▶ **Task description**
Swap every "instance" in the listing below for "occurrence", leaving all other text unchanged and omitting the pictures.

▶ **Information given**
※
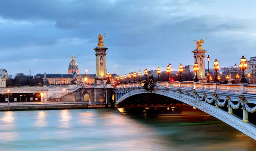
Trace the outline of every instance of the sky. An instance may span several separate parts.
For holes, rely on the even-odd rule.
[[[194,40],[210,67],[256,56],[253,0],[0,0],[0,68],[9,74],[67,74],[73,53],[79,73],[95,74],[98,34],[106,33],[110,73],[161,71],[194,63]],[[206,61],[207,62],[207,61]],[[208,66],[206,64],[206,67]]]

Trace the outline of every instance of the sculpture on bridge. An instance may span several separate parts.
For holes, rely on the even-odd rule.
※
▶ **Answer to this task**
Trace the outline of every occurrence of the sky. An occurrence may span several separate parts.
For holes, rely on the even-odd rule.
[[[194,40],[210,67],[256,56],[253,0],[0,0],[0,68],[9,74],[67,74],[73,53],[79,73],[95,74],[98,34],[106,33],[110,73],[161,71],[194,63]],[[206,61],[207,62],[207,61]],[[208,66],[206,64],[206,67]]]

Trace the outline of every occurrence of the sculpture on bridge. An occurrence may span several separate parts.
For holes, rely on the even-odd rule.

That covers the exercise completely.